Find every line in the material below that contains the string "road" and copy each of those lines out in full. Case counts.

**SOURCE RECORDS**

++++++

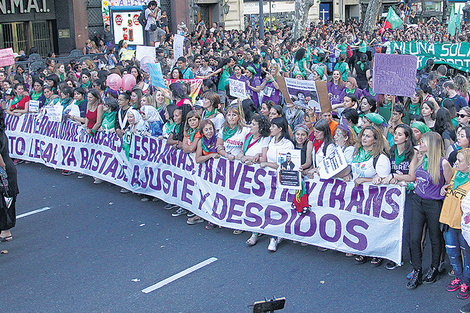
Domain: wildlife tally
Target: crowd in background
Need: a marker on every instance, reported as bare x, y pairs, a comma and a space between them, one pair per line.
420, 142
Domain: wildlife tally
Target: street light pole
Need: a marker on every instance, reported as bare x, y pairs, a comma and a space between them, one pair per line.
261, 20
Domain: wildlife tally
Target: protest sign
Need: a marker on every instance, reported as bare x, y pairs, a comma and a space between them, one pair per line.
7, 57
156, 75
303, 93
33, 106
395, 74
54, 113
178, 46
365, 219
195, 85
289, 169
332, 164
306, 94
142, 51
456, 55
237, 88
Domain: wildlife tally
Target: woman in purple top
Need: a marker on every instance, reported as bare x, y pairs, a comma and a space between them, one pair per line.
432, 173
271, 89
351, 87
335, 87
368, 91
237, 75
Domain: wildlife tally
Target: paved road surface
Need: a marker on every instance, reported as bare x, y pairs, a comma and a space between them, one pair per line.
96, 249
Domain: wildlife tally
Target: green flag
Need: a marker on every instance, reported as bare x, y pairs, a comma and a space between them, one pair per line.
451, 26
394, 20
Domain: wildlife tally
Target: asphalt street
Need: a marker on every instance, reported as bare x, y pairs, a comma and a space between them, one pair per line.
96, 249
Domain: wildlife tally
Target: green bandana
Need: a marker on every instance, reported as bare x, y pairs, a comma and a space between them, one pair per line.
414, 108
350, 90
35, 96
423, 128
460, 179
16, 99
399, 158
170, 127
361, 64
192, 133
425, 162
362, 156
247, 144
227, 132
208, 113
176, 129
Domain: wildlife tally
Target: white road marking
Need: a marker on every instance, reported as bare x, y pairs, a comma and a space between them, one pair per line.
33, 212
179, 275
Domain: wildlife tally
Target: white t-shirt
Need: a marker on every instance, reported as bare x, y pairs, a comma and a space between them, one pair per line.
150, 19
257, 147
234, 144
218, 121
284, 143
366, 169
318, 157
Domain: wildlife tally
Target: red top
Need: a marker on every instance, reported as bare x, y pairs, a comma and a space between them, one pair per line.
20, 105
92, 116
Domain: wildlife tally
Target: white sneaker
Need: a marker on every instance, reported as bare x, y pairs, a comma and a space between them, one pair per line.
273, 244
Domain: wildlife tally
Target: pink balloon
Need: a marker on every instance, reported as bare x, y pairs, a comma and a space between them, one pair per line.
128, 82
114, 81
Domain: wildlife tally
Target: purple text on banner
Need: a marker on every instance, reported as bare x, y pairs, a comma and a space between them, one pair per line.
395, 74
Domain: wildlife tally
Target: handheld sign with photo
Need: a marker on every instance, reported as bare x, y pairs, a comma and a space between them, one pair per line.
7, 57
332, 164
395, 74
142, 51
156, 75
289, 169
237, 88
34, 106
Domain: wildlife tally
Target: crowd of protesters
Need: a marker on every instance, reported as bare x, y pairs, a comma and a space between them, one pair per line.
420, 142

++++++

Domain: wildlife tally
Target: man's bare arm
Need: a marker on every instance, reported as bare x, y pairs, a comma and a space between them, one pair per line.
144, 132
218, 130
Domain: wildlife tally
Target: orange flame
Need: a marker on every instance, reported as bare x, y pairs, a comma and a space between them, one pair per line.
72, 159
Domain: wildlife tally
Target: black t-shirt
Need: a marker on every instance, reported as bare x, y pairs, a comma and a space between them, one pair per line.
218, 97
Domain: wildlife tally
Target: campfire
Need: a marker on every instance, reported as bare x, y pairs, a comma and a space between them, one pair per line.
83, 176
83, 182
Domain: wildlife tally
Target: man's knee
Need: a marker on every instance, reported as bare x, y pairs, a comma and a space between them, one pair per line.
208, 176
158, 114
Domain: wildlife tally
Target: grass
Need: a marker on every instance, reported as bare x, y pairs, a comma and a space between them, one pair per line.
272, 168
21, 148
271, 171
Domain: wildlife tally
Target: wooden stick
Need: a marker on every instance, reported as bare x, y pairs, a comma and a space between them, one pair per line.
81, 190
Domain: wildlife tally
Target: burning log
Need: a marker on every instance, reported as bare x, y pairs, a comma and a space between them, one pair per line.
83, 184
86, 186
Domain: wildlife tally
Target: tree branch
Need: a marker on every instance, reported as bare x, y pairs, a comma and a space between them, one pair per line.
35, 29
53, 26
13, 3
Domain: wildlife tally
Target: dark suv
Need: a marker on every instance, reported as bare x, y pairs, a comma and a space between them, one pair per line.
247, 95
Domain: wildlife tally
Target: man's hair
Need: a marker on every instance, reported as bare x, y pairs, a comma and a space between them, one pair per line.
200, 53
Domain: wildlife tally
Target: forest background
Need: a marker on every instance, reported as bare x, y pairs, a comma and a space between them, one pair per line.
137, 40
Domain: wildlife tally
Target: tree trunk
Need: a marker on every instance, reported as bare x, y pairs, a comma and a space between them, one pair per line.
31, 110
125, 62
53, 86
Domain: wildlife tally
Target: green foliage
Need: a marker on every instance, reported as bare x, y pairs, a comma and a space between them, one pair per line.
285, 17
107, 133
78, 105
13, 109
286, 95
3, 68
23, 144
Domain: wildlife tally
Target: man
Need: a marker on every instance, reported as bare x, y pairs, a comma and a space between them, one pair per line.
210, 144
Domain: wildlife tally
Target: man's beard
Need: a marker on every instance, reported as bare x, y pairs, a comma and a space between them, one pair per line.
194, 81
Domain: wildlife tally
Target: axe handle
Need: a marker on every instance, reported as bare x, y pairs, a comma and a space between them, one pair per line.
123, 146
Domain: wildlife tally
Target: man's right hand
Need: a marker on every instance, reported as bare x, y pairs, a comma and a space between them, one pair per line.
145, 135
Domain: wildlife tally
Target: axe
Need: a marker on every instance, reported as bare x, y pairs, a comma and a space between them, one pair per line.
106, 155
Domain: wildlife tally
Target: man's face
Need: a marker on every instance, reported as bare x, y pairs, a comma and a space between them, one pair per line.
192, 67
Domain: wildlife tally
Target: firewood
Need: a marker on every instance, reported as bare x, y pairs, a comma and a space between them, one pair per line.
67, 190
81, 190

++++++

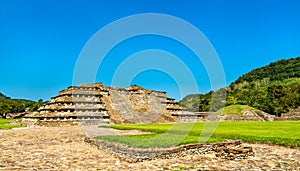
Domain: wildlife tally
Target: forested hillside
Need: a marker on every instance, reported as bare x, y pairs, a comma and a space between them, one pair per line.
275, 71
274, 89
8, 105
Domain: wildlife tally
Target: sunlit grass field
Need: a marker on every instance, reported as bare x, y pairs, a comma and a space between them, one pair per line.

++++++

**SOLVED PROBLEM**
Target: paved road surface
Target: white road marking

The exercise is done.